→ What the task asks
Print, exactly and completely, every entry in the data.

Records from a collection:

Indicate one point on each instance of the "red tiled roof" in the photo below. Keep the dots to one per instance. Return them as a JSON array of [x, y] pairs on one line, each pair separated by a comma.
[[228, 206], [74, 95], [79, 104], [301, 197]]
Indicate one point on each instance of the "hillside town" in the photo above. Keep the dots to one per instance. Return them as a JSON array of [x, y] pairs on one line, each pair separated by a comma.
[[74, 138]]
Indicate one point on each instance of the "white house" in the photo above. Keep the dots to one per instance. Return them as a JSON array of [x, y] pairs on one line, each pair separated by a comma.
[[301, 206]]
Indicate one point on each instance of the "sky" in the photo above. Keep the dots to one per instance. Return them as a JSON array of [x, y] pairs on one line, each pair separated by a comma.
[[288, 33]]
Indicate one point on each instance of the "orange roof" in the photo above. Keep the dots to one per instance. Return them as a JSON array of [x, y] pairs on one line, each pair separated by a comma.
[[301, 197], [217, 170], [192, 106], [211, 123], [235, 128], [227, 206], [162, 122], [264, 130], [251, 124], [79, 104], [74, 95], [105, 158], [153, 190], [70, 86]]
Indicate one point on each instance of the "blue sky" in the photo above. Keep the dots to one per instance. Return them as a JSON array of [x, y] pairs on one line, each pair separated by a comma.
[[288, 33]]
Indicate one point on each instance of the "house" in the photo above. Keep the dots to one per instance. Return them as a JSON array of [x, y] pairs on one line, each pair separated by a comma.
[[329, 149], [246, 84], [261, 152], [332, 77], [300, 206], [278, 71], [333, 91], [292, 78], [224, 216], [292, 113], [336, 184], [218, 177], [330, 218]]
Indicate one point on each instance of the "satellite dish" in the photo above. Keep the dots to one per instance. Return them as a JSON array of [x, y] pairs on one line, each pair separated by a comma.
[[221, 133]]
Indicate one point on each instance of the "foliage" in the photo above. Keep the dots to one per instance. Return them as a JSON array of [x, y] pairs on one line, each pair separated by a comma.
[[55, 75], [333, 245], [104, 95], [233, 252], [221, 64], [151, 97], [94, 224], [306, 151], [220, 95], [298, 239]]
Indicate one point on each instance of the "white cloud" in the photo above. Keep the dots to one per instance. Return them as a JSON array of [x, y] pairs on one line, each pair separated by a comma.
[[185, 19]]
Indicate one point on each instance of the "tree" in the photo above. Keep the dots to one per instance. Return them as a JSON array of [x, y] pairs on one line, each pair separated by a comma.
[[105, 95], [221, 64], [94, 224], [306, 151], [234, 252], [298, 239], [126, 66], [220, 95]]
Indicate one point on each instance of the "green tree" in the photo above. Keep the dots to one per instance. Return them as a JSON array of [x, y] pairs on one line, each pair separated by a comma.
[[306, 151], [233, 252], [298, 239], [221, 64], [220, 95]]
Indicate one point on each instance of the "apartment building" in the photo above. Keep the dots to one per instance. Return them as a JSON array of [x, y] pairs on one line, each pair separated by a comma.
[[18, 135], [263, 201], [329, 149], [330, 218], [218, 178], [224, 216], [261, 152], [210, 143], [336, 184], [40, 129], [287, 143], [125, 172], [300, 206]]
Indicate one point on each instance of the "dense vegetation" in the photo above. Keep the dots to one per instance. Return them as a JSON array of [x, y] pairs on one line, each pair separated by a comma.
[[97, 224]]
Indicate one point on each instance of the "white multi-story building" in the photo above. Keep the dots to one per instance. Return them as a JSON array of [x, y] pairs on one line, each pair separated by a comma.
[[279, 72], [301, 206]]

→ Written response
Indicate one point on each instance of the "red tiled roof" in the photo below. Keep the dots to one per instance. Return them as a JSON array of [x, y] pairs on one line, each pair separated by a comma.
[[228, 206], [74, 95], [79, 104], [301, 197]]
Indicate one point on each instance of the "hillside town" in the photo above. Keep the dots to one per instance. Return them as a JSON array of [x, y] pairs on one line, each pair separated by a comma.
[[74, 138]]
Indicate one point on each instance of the "white house" in the photo above. Keep the dots to one per instance. Return them as a JSON array of [x, y] pairs on one line, each pair separated by a comma.
[[301, 206]]
Indicate one point on each instance of the "sky" in the photo above. Keep the dots to one per instance. Return them as a JSON array of [x, y] pairs on one line, each pair separated by a comma.
[[288, 33]]
Indicate one point on each instance of the "orange roof" in the photo above. Keep the dots to one per instance. Return them as a JSON array of [x, y] pairs on one line, each pair separated by a comma.
[[301, 197], [217, 170], [192, 106], [211, 123], [235, 128], [227, 206], [162, 122], [264, 130], [251, 124], [79, 104], [74, 95], [105, 158], [153, 190], [70, 86]]
Indicate one point on each instance of the "blue sky" in the photo above. Keep the dots to one per instance. Return them as a JSON array of [x, y] pairs on one line, each pair separated by a comma.
[[288, 33]]
Indicate one point on each instance of the "house" in the photo above. Keep the dots to one per instance. Return them as a JSON array of [x, y] pairs on one line, each pair separated by a comma.
[[329, 149], [246, 84], [261, 152], [332, 77], [300, 206], [278, 71], [333, 91], [292, 78], [224, 216], [292, 113], [336, 184], [218, 177], [330, 218]]
Indicate one point on each instance of the "satellite dish" in the photo above. Keep the dots to one per instance. Return them as a JSON array of [x, y] pairs on one line, each pair separated by a comma.
[[221, 133]]
Indicate one point on each instance of the "foliage" in the photo above. Keep the dots to one per instance. Return them as a JSON array of [x, y] pairs on one line, each pair separated by a comma.
[[55, 75], [333, 245], [104, 95], [233, 252], [221, 64], [151, 97], [94, 224], [306, 151], [220, 95], [298, 239]]
Indicate one point on each instance of the "white cloud" in the photo above. Keep the dots to one per instance. Return them as a JSON array of [x, y] pairs on one line, each pair separated by a comma.
[[185, 19]]
Indicate one point on each instance of the "tree" in the photo above. Keep the dots to one per instance. Return them as a JSON array of [x, y] pairs on one line, each pair separated by a comma.
[[105, 95], [221, 64], [94, 224], [306, 151], [234, 252], [298, 239], [126, 66], [220, 95]]
Indicate one point on each instance of the "green tree" in the photo above. Keep the dots to one per instance. Return them as a JSON array of [x, y] pairs on one line, each pair separated by a comma.
[[306, 151], [233, 252], [298, 239], [221, 64], [220, 95]]
Indicate one point on each instance of the "apartment building" in the photo above. Keep the dots to one per instance. Return them as a JSON array of [x, y] pairs on one line, each pair separated by a comma.
[[18, 135], [263, 201], [329, 149], [330, 218], [218, 178], [224, 216], [261, 152], [210, 143], [336, 184], [40, 129], [287, 143], [125, 172], [300, 206]]
Indicate one point on each instance of the "dense vegetation" in the photo above. Keep the dots to one per instance. Return them as a JSON array of [x, y] pairs on one line, each pair separated by a comma.
[[97, 224]]
Indicate one point on each instance of the "white multi-story building" in the photo above. Keep the dots to one per instance. Return them as a JSON array of [x, y] pairs on one line, each pair separated by a comma.
[[279, 72], [301, 206]]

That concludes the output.